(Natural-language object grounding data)
*** Begin section ***

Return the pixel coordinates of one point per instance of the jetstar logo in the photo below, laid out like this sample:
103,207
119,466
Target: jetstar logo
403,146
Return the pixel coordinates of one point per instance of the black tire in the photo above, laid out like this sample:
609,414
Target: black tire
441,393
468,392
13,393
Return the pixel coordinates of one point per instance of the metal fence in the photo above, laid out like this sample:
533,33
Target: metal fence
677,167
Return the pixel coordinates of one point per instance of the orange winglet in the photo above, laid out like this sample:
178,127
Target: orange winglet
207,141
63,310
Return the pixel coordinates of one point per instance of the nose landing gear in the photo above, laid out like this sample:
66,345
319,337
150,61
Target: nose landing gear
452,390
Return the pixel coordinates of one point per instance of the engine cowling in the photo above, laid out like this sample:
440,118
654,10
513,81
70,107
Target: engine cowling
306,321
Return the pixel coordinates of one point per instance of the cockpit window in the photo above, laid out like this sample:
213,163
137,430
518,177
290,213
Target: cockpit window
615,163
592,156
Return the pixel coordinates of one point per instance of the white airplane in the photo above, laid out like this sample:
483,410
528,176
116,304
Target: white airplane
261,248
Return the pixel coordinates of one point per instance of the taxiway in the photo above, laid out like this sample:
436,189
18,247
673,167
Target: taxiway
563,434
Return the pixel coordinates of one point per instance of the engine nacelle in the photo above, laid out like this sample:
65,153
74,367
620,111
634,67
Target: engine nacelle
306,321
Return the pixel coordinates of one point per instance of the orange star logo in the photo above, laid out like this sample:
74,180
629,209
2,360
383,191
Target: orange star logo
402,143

*** End section ***

● **INSTRUCTIONS FOR THE TASK**: Which lines of the records contain the word "Return"? Copy each of them.

● **TASK SOLUTION**:
Return the pixel coordinates of one point per instance of the jetstar logo in the photo below, laid out like this sample:
Return the pixel coordinates of one point per instance of the black tire in the photo above, laid out like this sample:
Return the pixel coordinates of one point per instance of the metal fence in the photo above, laid out like this sample:
Return the pixel coordinates of one point per instance of the orange winglet in the photo above, laid out like this sample:
Return the pixel coordinates of one point per instance of the nose landing gear in the photo above, laid out like this sample:
Return the pixel coordinates of one point per instance of the engine cowling in the photo above, laid out like this sample:
Return the pixel coordinates of one point per instance of the cockpit window in the photo above, laid out like this sample:
Return the pixel coordinates of one point per instance of the white airplane in the photo above, laid out like this sample:
Return the pixel coordinates of one point per instance of the taxiway in the photo above, laid out like this sample:
Return the pixel coordinates of one point per instance of the engine nacelle in the photo above, laid out like this sample:
Return the pixel coordinates of one point per instance of the orange star logo in the photo above, laid out like this sample:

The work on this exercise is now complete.